>> START Task inputs
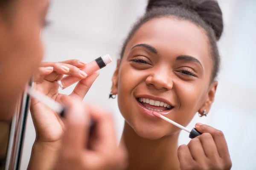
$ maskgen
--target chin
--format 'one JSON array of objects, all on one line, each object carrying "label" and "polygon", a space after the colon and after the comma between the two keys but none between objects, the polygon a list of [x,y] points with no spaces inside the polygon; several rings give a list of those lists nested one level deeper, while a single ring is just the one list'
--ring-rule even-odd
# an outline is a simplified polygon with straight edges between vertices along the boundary
[{"label": "chin", "polygon": [[132,127],[139,136],[149,140],[157,140],[165,136],[163,129],[154,125],[140,124]]}]

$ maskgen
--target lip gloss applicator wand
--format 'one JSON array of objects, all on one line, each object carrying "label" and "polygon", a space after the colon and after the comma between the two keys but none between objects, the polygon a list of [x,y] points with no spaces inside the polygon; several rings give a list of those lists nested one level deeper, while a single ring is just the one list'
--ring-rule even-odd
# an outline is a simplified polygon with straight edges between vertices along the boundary
[{"label": "lip gloss applicator wand", "polygon": [[198,136],[202,134],[202,133],[201,133],[198,132],[196,129],[195,129],[195,128],[193,128],[191,130],[189,130],[189,129],[186,128],[184,126],[181,126],[178,123],[177,123],[175,122],[174,122],[172,120],[169,119],[167,118],[165,116],[163,116],[161,114],[157,112],[153,112],[153,114],[154,115],[154,116],[158,117],[165,120],[166,121],[167,121],[169,123],[171,123],[175,126],[176,126],[177,127],[188,132],[189,133],[189,138],[193,139],[195,138],[196,136]]}]

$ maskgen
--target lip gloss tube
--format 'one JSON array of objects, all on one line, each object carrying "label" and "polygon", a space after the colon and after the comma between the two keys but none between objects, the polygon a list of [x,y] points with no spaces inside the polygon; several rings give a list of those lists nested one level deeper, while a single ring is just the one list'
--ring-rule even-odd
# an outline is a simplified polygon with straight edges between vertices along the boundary
[{"label": "lip gloss tube", "polygon": [[[100,57],[96,60],[88,63],[80,70],[90,76],[95,72],[102,68],[112,62],[109,55]],[[64,90],[73,84],[81,80],[80,79],[72,76],[67,75],[58,81],[61,89]]]}]

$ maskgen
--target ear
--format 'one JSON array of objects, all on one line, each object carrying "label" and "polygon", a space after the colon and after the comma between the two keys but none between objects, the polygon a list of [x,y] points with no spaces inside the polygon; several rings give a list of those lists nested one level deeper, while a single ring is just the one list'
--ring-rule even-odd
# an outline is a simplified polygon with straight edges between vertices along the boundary
[{"label": "ear", "polygon": [[114,72],[112,77],[112,86],[111,88],[111,92],[113,94],[117,94],[118,89],[118,74],[119,73],[119,66],[120,65],[120,59],[117,60],[116,68]]},{"label": "ear", "polygon": [[208,91],[206,96],[206,98],[203,104],[202,107],[198,110],[198,113],[201,115],[203,115],[203,112],[204,109],[206,110],[206,113],[208,113],[211,108],[212,104],[214,101],[215,97],[215,94],[216,93],[216,89],[218,86],[218,82],[217,81],[214,81],[208,90]]}]

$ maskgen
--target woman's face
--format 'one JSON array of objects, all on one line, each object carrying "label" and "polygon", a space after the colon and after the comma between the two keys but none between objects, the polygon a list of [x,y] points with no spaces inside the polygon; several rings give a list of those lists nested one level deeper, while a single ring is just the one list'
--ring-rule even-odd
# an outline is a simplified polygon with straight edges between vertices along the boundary
[{"label": "woman's face", "polygon": [[202,28],[172,17],[143,24],[128,42],[113,76],[112,92],[125,121],[140,136],[157,139],[180,130],[154,116],[156,110],[186,126],[209,111],[217,82]]},{"label": "woman's face", "polygon": [[49,3],[49,0],[12,1],[0,13],[0,119],[12,116],[17,97],[42,60],[40,35]]}]

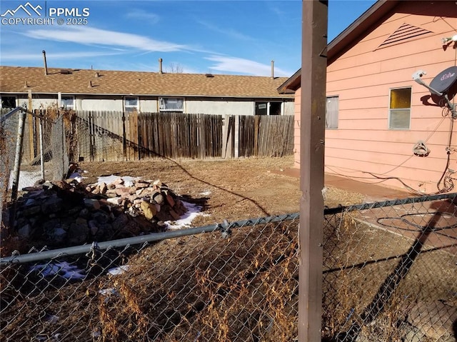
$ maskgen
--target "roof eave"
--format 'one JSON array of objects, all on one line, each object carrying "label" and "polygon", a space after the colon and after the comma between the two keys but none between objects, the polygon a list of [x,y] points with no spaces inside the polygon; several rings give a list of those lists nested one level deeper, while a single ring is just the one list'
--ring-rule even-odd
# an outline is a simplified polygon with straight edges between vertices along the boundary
>> END Task inputs
Aim: Which lines above contain the string "gloss", matching case? Report each of them in full.

Output of the task:
--target lip gloss applicator wand
[{"label": "lip gloss applicator wand", "polygon": [[198,136],[202,134],[202,133],[201,133],[198,132],[196,129],[195,129],[195,128],[193,128],[191,130],[189,130],[189,129],[186,128],[184,126],[181,126],[178,123],[177,123],[175,122],[174,122],[172,120],[169,119],[167,118],[165,116],[163,116],[161,114],[157,112],[153,112],[153,114],[154,115],[154,116],[158,117],[165,120],[166,121],[167,121],[169,123],[171,123],[175,126],[176,126],[177,127],[188,132],[189,133],[189,138],[193,139],[195,138],[196,136]]}]
--target lip gloss tube
[{"label": "lip gloss tube", "polygon": [[[100,57],[96,60],[88,63],[80,70],[90,76],[95,72],[102,68],[112,62],[109,55]],[[64,90],[73,84],[81,80],[80,79],[72,76],[67,75],[58,81],[61,89]]]}]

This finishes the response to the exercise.